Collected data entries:
◇ ◇ ◇ ◇ ◇

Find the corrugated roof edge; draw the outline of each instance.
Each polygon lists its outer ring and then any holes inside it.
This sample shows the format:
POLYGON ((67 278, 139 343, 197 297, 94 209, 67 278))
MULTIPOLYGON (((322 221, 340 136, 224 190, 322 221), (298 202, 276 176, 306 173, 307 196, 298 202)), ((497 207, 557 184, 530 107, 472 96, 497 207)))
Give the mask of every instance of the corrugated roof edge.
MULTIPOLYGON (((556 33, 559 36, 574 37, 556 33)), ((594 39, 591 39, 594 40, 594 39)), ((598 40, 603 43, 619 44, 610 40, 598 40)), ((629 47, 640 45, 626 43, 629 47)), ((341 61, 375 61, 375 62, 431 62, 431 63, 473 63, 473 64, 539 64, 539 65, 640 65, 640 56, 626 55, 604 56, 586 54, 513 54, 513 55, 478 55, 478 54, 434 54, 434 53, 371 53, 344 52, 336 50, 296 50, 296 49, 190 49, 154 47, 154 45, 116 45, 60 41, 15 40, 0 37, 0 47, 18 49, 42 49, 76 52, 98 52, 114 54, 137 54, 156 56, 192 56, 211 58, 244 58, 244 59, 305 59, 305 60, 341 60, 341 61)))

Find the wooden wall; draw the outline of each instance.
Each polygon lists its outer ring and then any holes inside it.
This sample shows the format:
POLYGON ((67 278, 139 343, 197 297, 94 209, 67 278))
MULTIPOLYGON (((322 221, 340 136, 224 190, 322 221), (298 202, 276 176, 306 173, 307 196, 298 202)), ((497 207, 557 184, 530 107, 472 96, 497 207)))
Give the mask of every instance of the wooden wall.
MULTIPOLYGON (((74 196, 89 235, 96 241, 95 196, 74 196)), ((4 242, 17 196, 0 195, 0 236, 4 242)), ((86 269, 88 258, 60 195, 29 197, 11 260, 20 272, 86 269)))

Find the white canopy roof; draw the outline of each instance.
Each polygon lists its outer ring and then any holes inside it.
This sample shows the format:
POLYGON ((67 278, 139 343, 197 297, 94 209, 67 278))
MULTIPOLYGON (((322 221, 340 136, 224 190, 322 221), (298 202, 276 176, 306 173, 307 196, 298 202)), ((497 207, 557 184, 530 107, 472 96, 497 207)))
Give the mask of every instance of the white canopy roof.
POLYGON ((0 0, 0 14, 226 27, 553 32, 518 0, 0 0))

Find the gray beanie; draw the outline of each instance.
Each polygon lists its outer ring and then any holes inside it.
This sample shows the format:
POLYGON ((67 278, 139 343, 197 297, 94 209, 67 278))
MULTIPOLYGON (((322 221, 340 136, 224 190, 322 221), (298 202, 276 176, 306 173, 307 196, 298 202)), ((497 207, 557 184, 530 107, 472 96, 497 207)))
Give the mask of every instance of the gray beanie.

◇ ◇ ◇ ◇ ◇

* EXERCISE DIRECTIONS: Look through the entries above and report the number of lines that contain "gray". Write only the number.

* OUTPUT: 2